BRIEF >> Rewrite the listing below, replacing "finger" with "hand" and leaving everything else unchanged.

DATASET EXCERPTS >>

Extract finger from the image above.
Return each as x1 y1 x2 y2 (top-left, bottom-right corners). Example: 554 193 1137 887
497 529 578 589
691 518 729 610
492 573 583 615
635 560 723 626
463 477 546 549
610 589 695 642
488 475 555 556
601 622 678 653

WRITTEN SOLUTION >>
Extract hand from the image above.
Return each as x1 y1 x2 y2 (top-left, bottom-right corners). Example: 554 193 1137 887
497 529 578 589
691 518 729 610
492 573 583 615
635 560 723 626
463 477 546 549
610 589 695 642
488 475 555 556
601 622 678 653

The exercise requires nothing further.